Rewrite the items below, replacing every "steam rising" with "smoke drifting" and changing nothing else. Omit the pictures.

++++++++++++++++++++

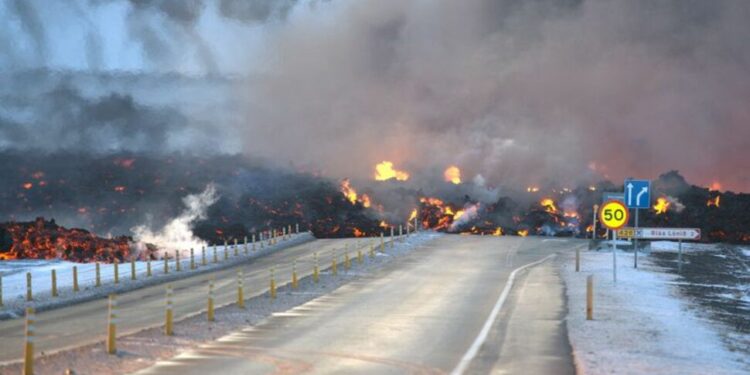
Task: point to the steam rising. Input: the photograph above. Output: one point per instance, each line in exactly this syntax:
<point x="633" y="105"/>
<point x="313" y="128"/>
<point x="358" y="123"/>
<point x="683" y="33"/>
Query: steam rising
<point x="177" y="234"/>
<point x="521" y="92"/>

++++++++++++++++++++

=== Output of the exercise ===
Task: point to the smoke drifting. Input: the photograph above. Output: one point per instance, each line in exactly this syntax:
<point x="633" y="105"/>
<point x="313" y="128"/>
<point x="358" y="123"/>
<point x="683" y="33"/>
Query: smoke drifting
<point x="177" y="234"/>
<point x="521" y="92"/>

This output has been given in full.